### SOURCE INFORMATION ###

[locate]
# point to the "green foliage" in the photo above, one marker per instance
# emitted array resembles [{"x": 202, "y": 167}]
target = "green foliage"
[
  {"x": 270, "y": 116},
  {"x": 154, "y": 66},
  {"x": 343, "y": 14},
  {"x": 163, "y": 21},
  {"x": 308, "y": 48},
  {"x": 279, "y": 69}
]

###

EXERCISE INSTRUCTIONS: When you reach the end of the data, retype all of it exactly.

TASK RESULT:
[locate]
# point to the "green foliage" in the photo above, one marker per instance
# emitted array resembles [{"x": 202, "y": 167}]
target = "green foliage"
[
  {"x": 270, "y": 116},
  {"x": 154, "y": 66},
  {"x": 343, "y": 14},
  {"x": 163, "y": 21},
  {"x": 308, "y": 48},
  {"x": 279, "y": 69}
]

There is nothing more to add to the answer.